**WORK TO BE COMPLETED**
Write out every line of the records below exactly, leaving out the pictures.

(Data entries)
● ● ●

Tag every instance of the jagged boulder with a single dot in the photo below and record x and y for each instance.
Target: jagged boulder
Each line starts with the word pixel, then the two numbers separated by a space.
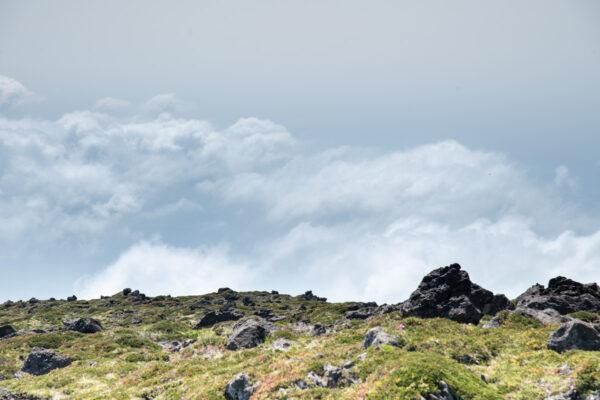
pixel 574 335
pixel 443 394
pixel 7 330
pixel 448 292
pixel 239 388
pixel 40 361
pixel 377 337
pixel 83 325
pixel 563 295
pixel 213 317
pixel 246 334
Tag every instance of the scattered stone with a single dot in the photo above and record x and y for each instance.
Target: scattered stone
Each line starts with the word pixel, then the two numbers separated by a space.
pixel 377 337
pixel 83 325
pixel 6 395
pixel 448 292
pixel 213 317
pixel 318 330
pixel 333 377
pixel 246 334
pixel 574 335
pixel 239 388
pixel 248 302
pixel 443 394
pixel 40 361
pixel 176 345
pixel 563 295
pixel 308 295
pixel 359 314
pixel 7 330
pixel 493 323
pixel 545 316
pixel 282 344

● ● ●

**RESPONSE**
Tag every instance of the jagged boulder with a single dot in the photo below and record x and y for each instance.
Target: jagged boulder
Each line starts with the word pixel, then the two numbers separated by a space.
pixel 574 335
pixel 443 394
pixel 7 330
pixel 448 292
pixel 239 388
pixel 40 361
pixel 377 337
pixel 83 325
pixel 563 295
pixel 213 317
pixel 246 334
Tag every instance of the scattered stone with a single dot in the photo above and record x and y for each instance.
Target: scattered stone
Each line starts with the word pixel, then the two numbers separated by a space.
pixel 377 337
pixel 83 325
pixel 6 395
pixel 448 292
pixel 213 317
pixel 318 330
pixel 333 377
pixel 246 334
pixel 574 335
pixel 239 388
pixel 248 302
pixel 443 394
pixel 40 361
pixel 176 345
pixel 563 295
pixel 308 295
pixel 359 314
pixel 7 330
pixel 493 323
pixel 545 316
pixel 282 344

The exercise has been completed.